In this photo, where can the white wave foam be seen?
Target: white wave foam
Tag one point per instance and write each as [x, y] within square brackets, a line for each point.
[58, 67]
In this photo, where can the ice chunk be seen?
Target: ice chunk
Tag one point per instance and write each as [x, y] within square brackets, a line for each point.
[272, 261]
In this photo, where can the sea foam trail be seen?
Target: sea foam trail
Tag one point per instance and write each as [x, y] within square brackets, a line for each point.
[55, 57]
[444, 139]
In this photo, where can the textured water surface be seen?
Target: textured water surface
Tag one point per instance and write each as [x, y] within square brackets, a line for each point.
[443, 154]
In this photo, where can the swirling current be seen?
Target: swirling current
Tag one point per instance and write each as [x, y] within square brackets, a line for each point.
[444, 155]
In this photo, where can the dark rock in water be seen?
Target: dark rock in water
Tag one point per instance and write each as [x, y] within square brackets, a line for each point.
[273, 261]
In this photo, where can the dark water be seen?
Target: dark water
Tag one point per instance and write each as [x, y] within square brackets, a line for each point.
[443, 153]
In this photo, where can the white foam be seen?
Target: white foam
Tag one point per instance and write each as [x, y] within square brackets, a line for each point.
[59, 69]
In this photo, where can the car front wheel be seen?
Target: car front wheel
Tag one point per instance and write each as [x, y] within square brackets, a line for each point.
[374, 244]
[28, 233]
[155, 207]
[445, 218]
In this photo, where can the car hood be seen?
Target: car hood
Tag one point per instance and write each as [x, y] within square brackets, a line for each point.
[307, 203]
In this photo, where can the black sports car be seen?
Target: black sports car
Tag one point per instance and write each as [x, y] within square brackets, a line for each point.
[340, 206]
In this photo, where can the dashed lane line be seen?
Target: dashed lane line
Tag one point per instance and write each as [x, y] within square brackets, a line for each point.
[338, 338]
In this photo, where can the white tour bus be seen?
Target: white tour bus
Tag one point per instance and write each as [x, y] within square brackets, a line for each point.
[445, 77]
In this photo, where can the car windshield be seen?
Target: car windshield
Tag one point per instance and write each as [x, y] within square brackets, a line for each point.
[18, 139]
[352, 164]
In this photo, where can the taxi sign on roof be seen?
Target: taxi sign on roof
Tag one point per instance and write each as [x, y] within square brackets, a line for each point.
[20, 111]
* * *
- [Aim of the task]
Go through the entries above and write each one out exactly.

- [Completed exercise]
In this photo, where can the white wave foam be seen?
Target: white wave foam
Tag one point per instance and write each as [x, y] within square brackets, a line for each point.
[58, 67]
In this photo, where can the ice chunk be seen?
Target: ice chunk
Tag one point per instance and write each as [x, y] within square brackets, a line for each point.
[272, 261]
In this photo, where can the sea foam trail be seen?
Target: sea foam trail
Tag one point per instance and write each as [x, y] within square brackets, a line for each point.
[55, 57]
[444, 139]
In this photo, where can the textured water surface be seen?
Target: textured water surface
Tag one point per instance and write each as [x, y] within square brackets, a line for each point.
[443, 154]
In this photo, where can the swirling current be seen?
Target: swirling current
Tag one point per instance and write each as [x, y] within square brackets, a line for each point.
[444, 155]
In this photo, where can the dark rock in water be seen?
Target: dark rock in water
Tag one point per instance and write each as [x, y] within square brackets, a line for each point.
[273, 261]
In this photo, where can the dark water be seen?
Target: dark water
Tag one point per instance and write each as [x, y] within square brackets, a line for each point.
[443, 153]
In this photo, where can the white foam be seen?
Target: white foam
Tag one point per instance and write each as [x, y] within square brackets, a line for each point.
[59, 69]
In this photo, where can the car front wheel be seen?
Target: car front wheel
Tag one point per instance and write each as [x, y] within square brackets, a line for each point.
[374, 244]
[28, 233]
[155, 207]
[445, 218]
In this photo, where can the car hood be seen?
Target: car hood
Tag one point per instance and write each as [x, y] within square brackets, a line for each point.
[307, 203]
In this photo, where can the black sports car be seen?
Target: black sports car
Tag one point per instance and write each as [x, y] within square brackets, a line for each point.
[340, 206]
In this photo, where can the dashed lane line be seen?
Target: dashed lane line
Tag one point per instance and write each as [x, y] within square brackets, a line for each point.
[338, 338]
In this photo, where can the white tour bus be seen?
Target: white tour bus
Tag one point per instance and write each as [x, y] within square brackets, a line for each point.
[445, 77]
In this photo, where can the car windshield be seen?
Target: car windshield
Tag one point per instance and write each as [x, y] within square brackets, a line for each point.
[18, 139]
[352, 164]
In this photo, where can the taxi sign on roof be seen?
Target: taxi sign on roof
Tag one point per instance and write each as [x, y] within square brackets, a line for each point.
[20, 111]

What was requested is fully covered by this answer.